REQUIRED TASK
Copy out everything from the line containing "Where is the blurred" down to the final line, unchanged.

[Lines excerpted from a collection]

+++

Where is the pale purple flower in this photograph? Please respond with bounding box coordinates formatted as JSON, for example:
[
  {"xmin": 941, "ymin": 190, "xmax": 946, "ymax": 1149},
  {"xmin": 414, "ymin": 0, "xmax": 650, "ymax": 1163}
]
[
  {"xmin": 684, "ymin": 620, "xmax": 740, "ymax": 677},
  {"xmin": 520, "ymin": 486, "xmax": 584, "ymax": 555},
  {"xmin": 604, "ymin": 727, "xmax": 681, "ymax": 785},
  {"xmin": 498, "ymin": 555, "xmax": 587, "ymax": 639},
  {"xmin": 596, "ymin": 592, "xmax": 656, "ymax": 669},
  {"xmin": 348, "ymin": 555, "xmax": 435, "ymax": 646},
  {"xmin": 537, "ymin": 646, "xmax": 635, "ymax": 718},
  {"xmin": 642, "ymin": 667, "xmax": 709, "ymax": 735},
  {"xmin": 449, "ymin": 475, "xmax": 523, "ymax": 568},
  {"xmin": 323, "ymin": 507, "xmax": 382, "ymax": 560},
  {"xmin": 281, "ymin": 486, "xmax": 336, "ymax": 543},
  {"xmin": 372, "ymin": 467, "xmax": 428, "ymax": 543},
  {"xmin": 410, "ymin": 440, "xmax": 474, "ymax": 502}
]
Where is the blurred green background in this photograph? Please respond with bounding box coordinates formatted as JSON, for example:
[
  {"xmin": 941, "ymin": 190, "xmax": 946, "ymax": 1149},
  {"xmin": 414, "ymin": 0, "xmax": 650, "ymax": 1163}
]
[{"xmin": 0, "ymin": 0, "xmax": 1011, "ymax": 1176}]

+++

TASK ANSWER
Where is the blurred green background in this photograph? Please respond with bounding box coordinates formatted as JSON, for example:
[
  {"xmin": 941, "ymin": 190, "xmax": 946, "ymax": 1149},
  {"xmin": 414, "ymin": 0, "xmax": 650, "ymax": 1163}
]
[{"xmin": 0, "ymin": 0, "xmax": 1011, "ymax": 1176}]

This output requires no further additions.